▸ Task brief
Take the line that has "Study the picture above. For each instance of the girl" in it and every line after it to the end of the entries, and reproduce them exactly.

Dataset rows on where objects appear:

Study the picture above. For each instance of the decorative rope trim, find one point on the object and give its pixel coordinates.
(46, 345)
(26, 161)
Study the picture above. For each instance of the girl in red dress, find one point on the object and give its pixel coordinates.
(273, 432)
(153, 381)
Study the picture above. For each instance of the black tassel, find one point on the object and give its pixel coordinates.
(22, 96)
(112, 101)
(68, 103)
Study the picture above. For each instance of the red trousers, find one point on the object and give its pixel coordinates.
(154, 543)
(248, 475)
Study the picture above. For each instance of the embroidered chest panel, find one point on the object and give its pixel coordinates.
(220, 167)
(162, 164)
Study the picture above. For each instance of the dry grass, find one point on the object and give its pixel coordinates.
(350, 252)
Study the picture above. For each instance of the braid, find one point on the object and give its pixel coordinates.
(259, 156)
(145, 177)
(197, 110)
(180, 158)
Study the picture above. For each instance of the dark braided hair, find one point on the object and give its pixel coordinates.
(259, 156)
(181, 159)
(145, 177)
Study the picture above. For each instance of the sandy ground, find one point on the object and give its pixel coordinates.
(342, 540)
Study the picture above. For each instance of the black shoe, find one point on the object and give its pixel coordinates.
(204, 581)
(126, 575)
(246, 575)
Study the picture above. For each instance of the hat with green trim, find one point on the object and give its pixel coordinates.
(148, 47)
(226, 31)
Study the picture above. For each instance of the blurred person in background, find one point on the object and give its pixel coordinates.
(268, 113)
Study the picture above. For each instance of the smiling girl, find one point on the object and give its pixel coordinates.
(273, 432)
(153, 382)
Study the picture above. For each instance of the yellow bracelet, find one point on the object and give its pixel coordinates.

▸ Written solution
Study the picture above. For each instance of the girl in red dress, find one point on the object and give its pixel coordinates.
(273, 432)
(153, 381)
Study the picture above. For each instance of the black tassel, find one point on the object and give its pixel coordinates.
(22, 96)
(112, 101)
(68, 103)
Study the picture above. For each instance of the red trousers, find one point on the object and give its pixel coordinates.
(154, 543)
(248, 475)
Study the picture above. For each instance of the embroidered chest panel, find one point on the object and give its pixel coordinates.
(220, 167)
(162, 164)
Study the picture above. For each instance of the dry grass, find one point on the object and give its pixel coordinates.
(350, 252)
Study the picture above. For each instance of the braid, find one point on the object and give its pixel coordinates.
(259, 156)
(145, 177)
(197, 110)
(180, 158)
Study the picture above. For each instance of the dark braided hair, find one point on the object and give its pixel coordinates.
(259, 156)
(181, 159)
(145, 177)
Study the picture above. For each instance of the sandy ground, find one point on the object and give its pixel coordinates.
(342, 540)
Study the picture above. For each instance of the black shoe, find one point on the object and give its pixel coordinates.
(204, 581)
(126, 575)
(246, 575)
Study the picture above. For each instance of the hat with green trim, find one point on the object and give its pixel coordinates.
(148, 47)
(226, 31)
Study the picture above. For each instance of the blurred person in background, find one point on the object and give its pixel coordinates.
(268, 113)
Study the picture above. For each instance of the smiling girl, find one point on the object and give its pixel coordinates.
(273, 432)
(153, 382)
Study the picture above. For each instance of the yellow bracelet, find one point on the object and give its pixel coordinates.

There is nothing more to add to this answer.